> [EXERCISE]
Reproduce the data below, requests included, starting at the line containing "mark the region of every instance of the **blue" and ending at the line containing "284 101 L 280", and nothing else. Multiply every path coordinate in the answers by 1.05 and round to whole numbers, with halves going up; leave all numbers in the requests unchanged.

> [EXCERPTED DATA]
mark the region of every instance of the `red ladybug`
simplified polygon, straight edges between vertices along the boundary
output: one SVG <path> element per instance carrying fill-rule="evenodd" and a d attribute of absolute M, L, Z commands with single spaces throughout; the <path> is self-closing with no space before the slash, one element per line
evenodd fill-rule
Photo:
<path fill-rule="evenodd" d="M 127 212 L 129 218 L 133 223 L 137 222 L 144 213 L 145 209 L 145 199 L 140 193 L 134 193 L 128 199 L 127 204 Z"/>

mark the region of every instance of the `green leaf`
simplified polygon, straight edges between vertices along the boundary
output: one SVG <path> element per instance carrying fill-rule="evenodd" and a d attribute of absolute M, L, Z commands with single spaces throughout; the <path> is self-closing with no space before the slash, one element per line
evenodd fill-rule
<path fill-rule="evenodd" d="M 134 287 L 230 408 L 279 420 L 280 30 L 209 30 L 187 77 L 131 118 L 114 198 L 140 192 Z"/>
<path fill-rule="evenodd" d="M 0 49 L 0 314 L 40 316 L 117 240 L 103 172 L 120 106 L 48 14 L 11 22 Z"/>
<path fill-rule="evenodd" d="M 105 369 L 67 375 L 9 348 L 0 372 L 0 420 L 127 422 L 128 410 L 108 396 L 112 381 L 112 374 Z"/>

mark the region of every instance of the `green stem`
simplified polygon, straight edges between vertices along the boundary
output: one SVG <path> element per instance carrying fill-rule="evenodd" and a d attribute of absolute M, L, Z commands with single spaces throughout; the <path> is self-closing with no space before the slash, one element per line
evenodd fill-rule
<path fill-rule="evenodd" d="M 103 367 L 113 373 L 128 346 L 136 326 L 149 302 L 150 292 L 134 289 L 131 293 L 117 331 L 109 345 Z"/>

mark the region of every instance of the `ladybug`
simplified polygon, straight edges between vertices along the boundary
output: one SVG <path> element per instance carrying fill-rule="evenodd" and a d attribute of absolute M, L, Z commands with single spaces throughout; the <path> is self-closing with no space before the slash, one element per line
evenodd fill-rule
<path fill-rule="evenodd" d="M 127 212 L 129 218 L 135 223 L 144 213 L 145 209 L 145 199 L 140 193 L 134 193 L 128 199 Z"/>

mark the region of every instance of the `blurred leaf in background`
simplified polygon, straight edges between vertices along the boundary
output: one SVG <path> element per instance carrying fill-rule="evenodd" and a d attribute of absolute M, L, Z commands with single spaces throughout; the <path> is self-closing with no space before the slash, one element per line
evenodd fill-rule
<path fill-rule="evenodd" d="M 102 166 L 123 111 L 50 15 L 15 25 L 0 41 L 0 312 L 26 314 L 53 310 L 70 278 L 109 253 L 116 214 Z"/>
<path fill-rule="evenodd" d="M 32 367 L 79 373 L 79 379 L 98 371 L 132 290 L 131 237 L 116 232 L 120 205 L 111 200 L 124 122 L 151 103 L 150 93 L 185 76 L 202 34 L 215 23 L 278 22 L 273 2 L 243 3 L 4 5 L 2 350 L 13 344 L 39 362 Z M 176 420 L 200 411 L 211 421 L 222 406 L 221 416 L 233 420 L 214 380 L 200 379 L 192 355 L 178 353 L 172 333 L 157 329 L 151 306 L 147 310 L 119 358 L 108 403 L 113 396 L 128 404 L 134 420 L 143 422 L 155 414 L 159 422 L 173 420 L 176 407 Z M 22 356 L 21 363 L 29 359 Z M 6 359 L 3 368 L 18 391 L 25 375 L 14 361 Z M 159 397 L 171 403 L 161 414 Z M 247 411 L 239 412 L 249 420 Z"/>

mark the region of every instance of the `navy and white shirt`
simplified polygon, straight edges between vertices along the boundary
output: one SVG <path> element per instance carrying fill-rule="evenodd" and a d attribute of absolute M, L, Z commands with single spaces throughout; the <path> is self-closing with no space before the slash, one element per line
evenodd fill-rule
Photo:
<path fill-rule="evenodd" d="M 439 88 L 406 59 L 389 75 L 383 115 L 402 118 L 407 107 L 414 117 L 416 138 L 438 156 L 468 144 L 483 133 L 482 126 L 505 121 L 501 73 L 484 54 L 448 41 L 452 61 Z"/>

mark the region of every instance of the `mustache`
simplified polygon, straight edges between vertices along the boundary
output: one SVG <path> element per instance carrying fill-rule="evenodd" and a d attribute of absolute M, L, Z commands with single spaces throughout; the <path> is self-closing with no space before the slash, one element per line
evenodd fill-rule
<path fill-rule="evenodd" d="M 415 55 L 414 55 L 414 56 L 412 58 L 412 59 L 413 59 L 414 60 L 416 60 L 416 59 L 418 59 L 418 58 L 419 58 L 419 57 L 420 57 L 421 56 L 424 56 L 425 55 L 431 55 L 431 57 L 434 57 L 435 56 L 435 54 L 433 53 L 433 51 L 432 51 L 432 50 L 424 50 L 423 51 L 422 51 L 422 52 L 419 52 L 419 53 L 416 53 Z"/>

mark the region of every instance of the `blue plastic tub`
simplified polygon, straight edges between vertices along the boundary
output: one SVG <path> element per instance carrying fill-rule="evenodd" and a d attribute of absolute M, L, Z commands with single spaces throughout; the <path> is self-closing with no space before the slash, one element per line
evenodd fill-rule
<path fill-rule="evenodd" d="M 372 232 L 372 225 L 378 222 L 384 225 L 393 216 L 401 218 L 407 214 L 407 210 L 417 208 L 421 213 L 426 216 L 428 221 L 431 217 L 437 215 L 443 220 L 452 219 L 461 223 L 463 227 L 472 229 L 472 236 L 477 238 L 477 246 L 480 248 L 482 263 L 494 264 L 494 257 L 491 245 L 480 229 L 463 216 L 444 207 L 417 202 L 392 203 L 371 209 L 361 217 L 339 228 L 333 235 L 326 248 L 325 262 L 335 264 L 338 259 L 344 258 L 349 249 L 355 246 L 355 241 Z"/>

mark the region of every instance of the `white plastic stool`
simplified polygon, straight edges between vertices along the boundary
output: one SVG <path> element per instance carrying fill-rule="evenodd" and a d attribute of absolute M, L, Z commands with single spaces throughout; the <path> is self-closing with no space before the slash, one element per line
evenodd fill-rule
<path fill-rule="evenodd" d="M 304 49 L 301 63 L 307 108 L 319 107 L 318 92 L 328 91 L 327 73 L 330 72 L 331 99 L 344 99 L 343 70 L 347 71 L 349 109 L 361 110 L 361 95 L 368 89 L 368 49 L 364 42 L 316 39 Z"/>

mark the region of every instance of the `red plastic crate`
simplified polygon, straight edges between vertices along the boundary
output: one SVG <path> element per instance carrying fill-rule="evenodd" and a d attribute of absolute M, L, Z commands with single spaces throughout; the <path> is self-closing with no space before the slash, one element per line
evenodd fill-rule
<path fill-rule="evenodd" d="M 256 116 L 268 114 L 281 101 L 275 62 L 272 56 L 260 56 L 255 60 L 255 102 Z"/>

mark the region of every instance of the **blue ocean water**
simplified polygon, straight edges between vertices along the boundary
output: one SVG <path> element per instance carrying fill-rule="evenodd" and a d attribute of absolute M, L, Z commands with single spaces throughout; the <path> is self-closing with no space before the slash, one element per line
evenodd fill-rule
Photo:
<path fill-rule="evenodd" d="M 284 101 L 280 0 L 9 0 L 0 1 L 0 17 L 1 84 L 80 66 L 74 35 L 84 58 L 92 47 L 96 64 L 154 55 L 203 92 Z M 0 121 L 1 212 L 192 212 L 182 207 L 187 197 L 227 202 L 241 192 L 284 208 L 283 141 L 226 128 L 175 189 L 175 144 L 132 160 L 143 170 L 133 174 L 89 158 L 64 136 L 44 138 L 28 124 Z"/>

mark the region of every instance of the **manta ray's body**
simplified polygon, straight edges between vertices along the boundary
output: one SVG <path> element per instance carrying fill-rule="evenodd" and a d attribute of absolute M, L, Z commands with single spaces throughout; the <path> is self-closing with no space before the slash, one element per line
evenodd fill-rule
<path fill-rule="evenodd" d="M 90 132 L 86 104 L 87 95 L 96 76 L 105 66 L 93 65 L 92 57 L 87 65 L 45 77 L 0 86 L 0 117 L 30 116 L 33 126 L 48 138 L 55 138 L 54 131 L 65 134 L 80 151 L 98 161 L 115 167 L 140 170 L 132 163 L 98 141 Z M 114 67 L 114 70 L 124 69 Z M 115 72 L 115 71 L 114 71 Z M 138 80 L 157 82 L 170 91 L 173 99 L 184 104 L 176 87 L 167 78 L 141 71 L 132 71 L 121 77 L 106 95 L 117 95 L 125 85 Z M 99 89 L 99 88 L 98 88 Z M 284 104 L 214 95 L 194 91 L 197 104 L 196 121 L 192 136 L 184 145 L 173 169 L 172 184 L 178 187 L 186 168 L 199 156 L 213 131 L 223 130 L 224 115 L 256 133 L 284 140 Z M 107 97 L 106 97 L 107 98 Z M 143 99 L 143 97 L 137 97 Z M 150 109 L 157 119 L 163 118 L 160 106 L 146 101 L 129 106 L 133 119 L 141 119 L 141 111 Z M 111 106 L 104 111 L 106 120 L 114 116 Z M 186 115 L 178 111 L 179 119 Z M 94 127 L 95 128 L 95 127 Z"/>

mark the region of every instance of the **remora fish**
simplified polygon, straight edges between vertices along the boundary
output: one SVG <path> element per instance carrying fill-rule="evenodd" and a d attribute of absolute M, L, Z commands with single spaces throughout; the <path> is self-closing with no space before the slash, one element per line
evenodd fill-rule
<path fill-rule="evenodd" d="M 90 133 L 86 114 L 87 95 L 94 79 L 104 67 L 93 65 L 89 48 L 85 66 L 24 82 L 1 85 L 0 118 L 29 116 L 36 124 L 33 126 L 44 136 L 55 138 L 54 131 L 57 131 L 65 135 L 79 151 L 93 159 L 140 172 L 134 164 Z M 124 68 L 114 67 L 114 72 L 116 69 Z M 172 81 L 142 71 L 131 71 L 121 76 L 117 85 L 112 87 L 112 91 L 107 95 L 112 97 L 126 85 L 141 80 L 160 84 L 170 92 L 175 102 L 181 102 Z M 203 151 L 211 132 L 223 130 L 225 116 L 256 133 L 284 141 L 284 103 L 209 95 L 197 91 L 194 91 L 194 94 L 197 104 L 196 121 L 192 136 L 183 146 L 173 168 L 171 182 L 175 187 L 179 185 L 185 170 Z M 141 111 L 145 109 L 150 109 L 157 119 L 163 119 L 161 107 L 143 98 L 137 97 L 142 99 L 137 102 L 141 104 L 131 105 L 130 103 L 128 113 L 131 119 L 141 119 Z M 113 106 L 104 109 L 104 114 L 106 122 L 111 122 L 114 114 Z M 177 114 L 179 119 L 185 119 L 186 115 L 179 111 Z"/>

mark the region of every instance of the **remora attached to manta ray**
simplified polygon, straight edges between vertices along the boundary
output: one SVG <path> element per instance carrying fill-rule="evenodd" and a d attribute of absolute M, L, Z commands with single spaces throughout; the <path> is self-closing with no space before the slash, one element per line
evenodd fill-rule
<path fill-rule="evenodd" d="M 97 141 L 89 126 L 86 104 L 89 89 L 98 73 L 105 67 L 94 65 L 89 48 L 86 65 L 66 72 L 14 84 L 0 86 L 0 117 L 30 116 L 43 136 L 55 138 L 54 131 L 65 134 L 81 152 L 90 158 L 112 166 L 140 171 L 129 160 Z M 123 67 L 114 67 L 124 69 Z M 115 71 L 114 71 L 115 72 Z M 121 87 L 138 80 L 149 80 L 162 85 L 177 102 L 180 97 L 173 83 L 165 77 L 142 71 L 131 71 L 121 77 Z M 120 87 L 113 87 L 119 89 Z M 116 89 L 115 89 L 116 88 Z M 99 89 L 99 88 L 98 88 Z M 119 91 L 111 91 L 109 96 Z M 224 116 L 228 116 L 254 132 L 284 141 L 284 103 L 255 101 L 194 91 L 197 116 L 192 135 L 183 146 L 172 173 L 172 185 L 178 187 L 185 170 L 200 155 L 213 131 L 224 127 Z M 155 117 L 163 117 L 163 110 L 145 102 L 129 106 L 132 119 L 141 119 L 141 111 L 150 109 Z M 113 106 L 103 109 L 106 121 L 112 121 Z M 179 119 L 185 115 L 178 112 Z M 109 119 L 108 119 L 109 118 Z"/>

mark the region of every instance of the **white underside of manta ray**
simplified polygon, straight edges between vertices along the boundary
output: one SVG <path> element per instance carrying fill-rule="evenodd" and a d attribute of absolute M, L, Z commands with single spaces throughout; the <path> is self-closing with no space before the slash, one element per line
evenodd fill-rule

> [CORRECT OUTPUT]
mark the region of every instance of the **blue ocean water**
simplified polygon, straight edges between vertices along the boundary
output: one SVG <path> element per instance carrying fill-rule="evenodd" and a d attribute of absolute M, L, Z commands with single spaces throughout; the <path> is self-closing with no space before the slash, one element per line
evenodd fill-rule
Photo:
<path fill-rule="evenodd" d="M 298 106 L 294 0 L 9 0 L 0 1 L 0 18 L 1 88 L 84 69 L 78 37 L 88 61 L 97 49 L 101 67 L 162 58 L 213 97 Z M 0 127 L 1 223 L 202 223 L 191 217 L 196 207 L 238 212 L 253 202 L 298 218 L 297 148 L 237 134 L 184 198 L 184 151 L 139 168 L 150 179 L 140 183 L 93 166 L 67 143 L 46 145 L 29 130 Z"/>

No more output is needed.